### Passage for review:
Meals & Entertainment: Don’t forget to keep the receipts 😉

Meals you buy when you are out doing business with a customer, working late at the office, business travel, meetings and office parties etc

Entertainment costs used to entertain customers and employees

Medical: Money spent on healthcare and medical services

Merchant fees: Amounts paid for processing payments

Office Supplies & Stationery: Money spent on office items such as teas & coffee, cleaning supplies, staples, paper, pens and office snacks

Packaging Amounts spent on packaging services and materials

Professional Fees: Money spent on any professionals, such as accountants, tax specialists, lawyers, doctors and/or other service providers

Rent: The rent you pay for your office space, warehousing, storage, facilities etc

Refundable Deposits: A refundable deposit paid temporarily to secure products or services

Refunds: Money refunded back to customers for returned products and/or services

Repairs & Maintenance: Amounts spent on repairing and maintaining business machinery, computers, hardware etc

Salaries & Wages: Money paid to your employees and/or directors for their work

Software & Subscriptions: Monthly or annual fees for software and subscriptions, like your favourite accounting software 😉

Solar & Renewable Energy: Money spent on things like solar panels, inverters, solar batteries and other green energy solutions etc for your business

Training & Education: Any money spent on business-related training, courses and educational studies

Travel: Money spent on business-related travel like flights, transport, meals, accommodation etc

Utilities: Money spent on electricity, water, waste disposal, heating, and sewage

Vehicles: Amount spent on running and maintaining a business car, van, trailer and other vehicles. If you buy a vehicle for your business, this is a business asset

Non Tax-deductible business expense categories

Fines & Penalties: Any fines or penalties paid for any damages your business has caused or law violations

Tax: Income tax or tax return payments

VAT: Value-added tax (VAT) is a tax added to most products and services you buy from VAT-registered businesses

Loan repayments: Money you spend to pay back business loans, overdrafts or credit

Drawings: Any money that is taken from your business account for personal use

Investments: Investments made into assets or other businesses

Interest Capitalised: Interest charged on business loans and credit

How to track your business expenses

1. Record expenses as soon as possible

Tracking your business expenses should become a habit. Make it part of your day-to-day workflow and you’re less likely to miss expenses and spend hours trying to catch up on weeks or months of expenses.

### Data provided:
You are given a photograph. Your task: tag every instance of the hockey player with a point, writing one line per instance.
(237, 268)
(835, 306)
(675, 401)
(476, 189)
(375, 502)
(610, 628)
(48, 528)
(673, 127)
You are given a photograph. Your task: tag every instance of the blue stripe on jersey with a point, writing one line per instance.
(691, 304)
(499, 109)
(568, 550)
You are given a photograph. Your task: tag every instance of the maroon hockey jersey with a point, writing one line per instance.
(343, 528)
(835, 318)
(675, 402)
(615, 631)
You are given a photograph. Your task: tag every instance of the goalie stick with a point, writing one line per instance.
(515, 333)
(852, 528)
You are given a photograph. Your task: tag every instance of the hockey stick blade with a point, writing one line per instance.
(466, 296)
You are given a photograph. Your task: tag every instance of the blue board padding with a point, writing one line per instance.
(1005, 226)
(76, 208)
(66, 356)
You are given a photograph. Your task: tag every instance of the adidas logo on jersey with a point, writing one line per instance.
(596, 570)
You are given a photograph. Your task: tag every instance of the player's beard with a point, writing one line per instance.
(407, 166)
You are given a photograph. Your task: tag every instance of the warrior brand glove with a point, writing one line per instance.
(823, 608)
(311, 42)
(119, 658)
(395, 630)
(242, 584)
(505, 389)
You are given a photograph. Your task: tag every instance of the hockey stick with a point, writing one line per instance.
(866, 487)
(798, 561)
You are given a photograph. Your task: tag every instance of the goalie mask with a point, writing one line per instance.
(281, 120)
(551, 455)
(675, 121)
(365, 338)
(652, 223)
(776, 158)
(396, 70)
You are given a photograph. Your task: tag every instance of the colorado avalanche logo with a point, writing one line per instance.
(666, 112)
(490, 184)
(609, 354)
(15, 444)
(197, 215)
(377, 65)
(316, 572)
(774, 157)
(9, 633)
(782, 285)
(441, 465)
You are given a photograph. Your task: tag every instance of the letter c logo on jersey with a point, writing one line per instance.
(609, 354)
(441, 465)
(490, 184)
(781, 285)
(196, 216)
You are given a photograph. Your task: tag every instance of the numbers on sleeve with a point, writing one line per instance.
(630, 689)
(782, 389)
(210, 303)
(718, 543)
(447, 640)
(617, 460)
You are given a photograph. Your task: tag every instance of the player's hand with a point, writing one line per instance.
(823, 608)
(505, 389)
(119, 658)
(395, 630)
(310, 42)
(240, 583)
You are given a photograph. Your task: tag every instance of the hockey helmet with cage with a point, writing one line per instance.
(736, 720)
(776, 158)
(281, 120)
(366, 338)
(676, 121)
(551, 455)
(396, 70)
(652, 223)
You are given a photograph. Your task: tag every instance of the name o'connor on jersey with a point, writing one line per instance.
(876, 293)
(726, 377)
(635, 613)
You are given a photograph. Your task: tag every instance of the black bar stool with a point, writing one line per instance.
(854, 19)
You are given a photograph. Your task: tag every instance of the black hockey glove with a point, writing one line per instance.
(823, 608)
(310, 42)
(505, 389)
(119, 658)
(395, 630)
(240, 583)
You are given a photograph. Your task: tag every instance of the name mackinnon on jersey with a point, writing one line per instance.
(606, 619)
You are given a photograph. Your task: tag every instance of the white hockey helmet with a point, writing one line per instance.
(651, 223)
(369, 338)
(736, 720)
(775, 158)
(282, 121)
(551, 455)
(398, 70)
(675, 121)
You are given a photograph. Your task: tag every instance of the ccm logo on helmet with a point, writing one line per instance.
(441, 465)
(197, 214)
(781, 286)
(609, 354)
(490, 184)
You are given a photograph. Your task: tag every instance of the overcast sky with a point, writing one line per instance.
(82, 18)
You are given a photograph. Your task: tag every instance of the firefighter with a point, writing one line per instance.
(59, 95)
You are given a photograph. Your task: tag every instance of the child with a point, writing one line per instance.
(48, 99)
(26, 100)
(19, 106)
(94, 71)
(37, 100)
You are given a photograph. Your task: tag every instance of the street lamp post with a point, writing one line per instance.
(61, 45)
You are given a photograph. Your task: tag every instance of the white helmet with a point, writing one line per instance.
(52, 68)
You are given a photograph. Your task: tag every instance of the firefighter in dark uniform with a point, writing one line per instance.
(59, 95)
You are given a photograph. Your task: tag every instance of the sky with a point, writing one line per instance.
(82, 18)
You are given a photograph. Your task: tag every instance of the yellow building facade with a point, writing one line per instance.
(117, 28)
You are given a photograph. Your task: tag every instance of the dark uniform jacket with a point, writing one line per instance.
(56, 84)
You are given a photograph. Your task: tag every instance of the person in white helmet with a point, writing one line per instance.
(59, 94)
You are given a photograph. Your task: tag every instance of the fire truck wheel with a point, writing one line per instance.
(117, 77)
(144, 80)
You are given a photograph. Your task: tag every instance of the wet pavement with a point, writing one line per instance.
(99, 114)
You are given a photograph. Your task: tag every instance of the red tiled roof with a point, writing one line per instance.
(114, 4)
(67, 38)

### Assigned task 1:
How does the business expenses guide classify a vehicle that you buy for your business?
### Assigned task 2:
In one to three sentences, explain why the business expenses guide says to record expenses as soon as possible.
### Assigned task 3:
Please continue the business expenses guide, picking up right after its last sentence.

### Answer area 1:
As a business asset.

### Answer area 2:
Recording expenses as soon as possible, as part of your day-to-day workflow, makes you less likely to miss expenses. It also saves you from spending hours catching up on weeks or months of expenses.

### Answer area 3:
2. Information your expenses need to have

  • The correct expense category like Office Supplies, Furniture, Internet & Phone etc
  • A small description of what you paid for (this is to help you remember what the expense was for)
  • The total expense amount
  • The date you paid for the expense
  • How you paid for the expense (the account you used to pay or cash)
  • The supplier or name of the company/person you paid

3. Keep your receipts and supplier invoices

A file can work but scanning or taking photos of your receipts and/or invoices and keeping digital copies makes storing that much easier. Receipts and invoices must show the items that were purchased and the total amount paid - a card machine slip just doesn't cut it.

4. Make use of great accounting software (wink wink 😉)

Using accounting software, like stub 😉, to track your business expenses can simplify and automate your expense tracking process. Have a view of all your expenses in one place, get insights on how you’re doing, as well as generate important reports, like an expense report and Profit & Loss statement.

Using your personal bank account to run your business?

Are you running your business through your personal bank account? That’s ok, for now, but it does make things a little bit more complicated and you could get confused between what is a personal or business expense which can lead to tax issues. Not something we ever want. So if you are on the fence about whether or not to open a business bank account, we would highly suggest you do!

Any personal expenses cannot be included as a business expense and need to be categorised as a personal expense so it does not get included in your deductible business expenses.